_DIRECTION_
Write the next part of the kernel swap patch shown below, picking up right after its last line.

_SELECTED TEXT_

Cc: Andrew Morton <akpm@linux-foundation.org>
Cc: "Matthew Wilcox (Oracle)" <willy@infradead.org>
Cc: Miaohe Lin <linmiaohe@huawei.com>
Cc: David Hildenbrand <david@redhat.com>
Cc: Johannes Weiner <hannes@cmpxchg.org>
Cc: Peter Xu <peterx@redhat.com>
Cc: NeilBrown <neilb@suse.de>
Cc: linux-mm@kvack.org

Signed-off-by: Thomas Hellström <thomas.hellstrom@linux.intel.com>
---
 include/linux/swap.h        |  10 ++
 mm/Kconfig                  |  18 ++++
 mm/Makefile                 |   2 +
 mm/swap_backup_folio.c      | 178 ++++++++++++++++++++++++++++++++++++
 mm/swap_backup_folio_test.c | 111 ++++++++++++++++++++++
 5 files changed, 319 insertions(+)
 create mode 100644 mm/swap_backup_folio.c
 create mode 100644 mm/swap_backup_folio_test.c

diff --git a/include/linux/swap.h b/include/linux/swap.h
index 0ceed49516ad..fc38c72fe9ab 100644
--- a/include/linux/swap.h
+++ b/include/linux/swap.h
@@ -706,5 +706,15 @@ static inline bool mem_cgroup_swap_full(struct folio *folio)
 }
 #endif
 
+#ifdef CONFIG_SWAP_BACKUP_FOLIO
+swp_entry_t swap_backup_folio(struct folio *folio, bool writeback,
+			      gfp_t folio_gfp, gfp_t alloc_gfp);
+
+int swap_copy_folio(swp_entry_t swap, struct page *page, unsigned long index,
+		    bool killable);
+
+void swap_drop_folio(swp_entry_t swap);
+#endif
+
 #endif /* __KERNEL__*/
 #endif /* _LINUX_SWAP_H */
diff --git a/mm/Kconfig b/mm/Kconfig
index ff7b209dec05..b9e0a40e9e1a 100644
--- a/mm/Kconfig
+++ b/mm/Kconfig
@@ -191,6 +191,10 @@ config ZSMALLOC_STAT
 	  information to userspace via debugfs.
 	  If unsure, say N.
 
+config SWAP_BACKUP_FOLIO
+       bool
+       default n
+
 menu "SLAB allocator options"

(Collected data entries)
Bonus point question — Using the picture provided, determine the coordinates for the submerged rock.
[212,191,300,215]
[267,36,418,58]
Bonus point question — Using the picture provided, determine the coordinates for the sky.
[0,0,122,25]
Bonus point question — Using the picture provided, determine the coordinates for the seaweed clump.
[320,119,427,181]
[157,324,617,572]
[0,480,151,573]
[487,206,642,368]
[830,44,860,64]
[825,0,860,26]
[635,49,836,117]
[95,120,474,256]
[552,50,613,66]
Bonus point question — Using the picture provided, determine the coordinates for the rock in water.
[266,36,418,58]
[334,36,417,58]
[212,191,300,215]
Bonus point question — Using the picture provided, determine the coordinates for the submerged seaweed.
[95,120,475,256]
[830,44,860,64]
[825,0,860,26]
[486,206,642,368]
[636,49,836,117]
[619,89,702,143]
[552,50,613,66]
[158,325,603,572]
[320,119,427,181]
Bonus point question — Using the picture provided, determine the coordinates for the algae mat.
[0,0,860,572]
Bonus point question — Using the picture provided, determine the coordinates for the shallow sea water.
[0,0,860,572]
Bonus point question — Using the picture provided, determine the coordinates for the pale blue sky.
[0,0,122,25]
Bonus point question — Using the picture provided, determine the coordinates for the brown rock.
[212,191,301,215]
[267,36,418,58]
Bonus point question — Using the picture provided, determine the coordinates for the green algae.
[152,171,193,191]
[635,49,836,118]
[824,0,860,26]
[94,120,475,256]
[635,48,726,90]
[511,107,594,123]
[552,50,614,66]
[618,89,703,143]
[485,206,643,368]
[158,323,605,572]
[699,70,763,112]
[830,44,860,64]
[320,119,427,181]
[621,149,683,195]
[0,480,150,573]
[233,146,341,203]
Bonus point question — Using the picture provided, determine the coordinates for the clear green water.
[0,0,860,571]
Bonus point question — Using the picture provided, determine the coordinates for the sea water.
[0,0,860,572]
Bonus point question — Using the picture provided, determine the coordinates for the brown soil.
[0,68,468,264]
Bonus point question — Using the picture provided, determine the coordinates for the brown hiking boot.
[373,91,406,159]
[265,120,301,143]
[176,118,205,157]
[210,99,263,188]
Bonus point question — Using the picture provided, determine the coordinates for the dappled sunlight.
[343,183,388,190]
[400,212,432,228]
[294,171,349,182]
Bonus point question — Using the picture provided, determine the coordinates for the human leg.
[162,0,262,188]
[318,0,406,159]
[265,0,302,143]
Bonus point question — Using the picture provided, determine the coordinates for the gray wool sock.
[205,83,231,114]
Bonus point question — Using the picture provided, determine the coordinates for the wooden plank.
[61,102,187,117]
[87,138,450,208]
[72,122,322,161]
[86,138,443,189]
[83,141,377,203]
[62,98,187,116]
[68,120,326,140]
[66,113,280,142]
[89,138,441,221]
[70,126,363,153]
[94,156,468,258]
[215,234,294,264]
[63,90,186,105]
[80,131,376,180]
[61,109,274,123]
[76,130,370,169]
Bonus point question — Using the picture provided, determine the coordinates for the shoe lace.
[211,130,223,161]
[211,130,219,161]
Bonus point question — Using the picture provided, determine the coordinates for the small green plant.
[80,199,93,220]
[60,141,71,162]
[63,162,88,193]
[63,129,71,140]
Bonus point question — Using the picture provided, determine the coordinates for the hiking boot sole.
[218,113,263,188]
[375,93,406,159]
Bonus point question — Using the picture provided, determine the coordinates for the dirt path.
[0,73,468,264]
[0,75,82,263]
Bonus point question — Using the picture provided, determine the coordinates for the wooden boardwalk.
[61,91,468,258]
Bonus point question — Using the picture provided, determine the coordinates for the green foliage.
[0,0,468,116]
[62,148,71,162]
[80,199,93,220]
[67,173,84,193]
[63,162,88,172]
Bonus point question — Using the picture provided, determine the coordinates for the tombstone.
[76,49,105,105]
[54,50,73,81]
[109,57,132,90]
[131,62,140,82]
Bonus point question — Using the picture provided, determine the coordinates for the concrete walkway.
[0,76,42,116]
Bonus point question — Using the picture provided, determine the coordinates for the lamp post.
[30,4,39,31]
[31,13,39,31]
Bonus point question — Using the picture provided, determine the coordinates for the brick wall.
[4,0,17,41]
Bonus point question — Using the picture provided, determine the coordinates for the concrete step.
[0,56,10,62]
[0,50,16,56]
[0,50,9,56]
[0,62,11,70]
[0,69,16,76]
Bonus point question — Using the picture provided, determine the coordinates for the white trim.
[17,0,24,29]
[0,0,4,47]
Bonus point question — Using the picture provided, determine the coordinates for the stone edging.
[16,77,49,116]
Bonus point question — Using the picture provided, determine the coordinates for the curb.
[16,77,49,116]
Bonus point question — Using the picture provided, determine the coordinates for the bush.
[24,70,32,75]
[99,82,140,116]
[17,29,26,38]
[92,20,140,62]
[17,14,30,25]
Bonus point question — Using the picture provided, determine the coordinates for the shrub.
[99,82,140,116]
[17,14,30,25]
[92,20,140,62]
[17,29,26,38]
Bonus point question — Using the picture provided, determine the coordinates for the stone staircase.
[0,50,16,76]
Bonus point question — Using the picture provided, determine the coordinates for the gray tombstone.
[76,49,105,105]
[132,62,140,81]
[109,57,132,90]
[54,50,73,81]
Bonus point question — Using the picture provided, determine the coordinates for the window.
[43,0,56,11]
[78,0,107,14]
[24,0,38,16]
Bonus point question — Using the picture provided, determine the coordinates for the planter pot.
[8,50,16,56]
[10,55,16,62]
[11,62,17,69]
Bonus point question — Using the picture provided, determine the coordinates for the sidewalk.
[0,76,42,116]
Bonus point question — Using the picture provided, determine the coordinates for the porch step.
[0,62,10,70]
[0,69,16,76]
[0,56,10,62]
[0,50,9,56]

_FINAL RESULT_
 
 choice
@@ -1183,6 +1187,20 @@ config LRU_GEN_STATS
 	  This option has a per-memcg and per-node memory overhead.
 # }
 
+config SWAP_BACKUP_FOLIO_KUNIT_TEST
+       tristate "KUnit tests for swap_backup_folio() functionality" if !KUNIT_ALL_TESTS
+       depends on SWAP && KUNIT && SWAP_BACKUP_FOLIO
+       help
+	 This builds unit tests for the swap_backup_folio_functionality().
+	 This option is not useful for distributions or general kernels,
+	 but only for kernel developers working on MM swap functionality.
+
+	 For more information on KUnit and unit tests in general,
+	 please refer to the KUnit documentation in
+	 Documentation/dev-tools/kunit/.
+
+	 If in doubt, say "N".
+
 source "mm/damon/Kconfig"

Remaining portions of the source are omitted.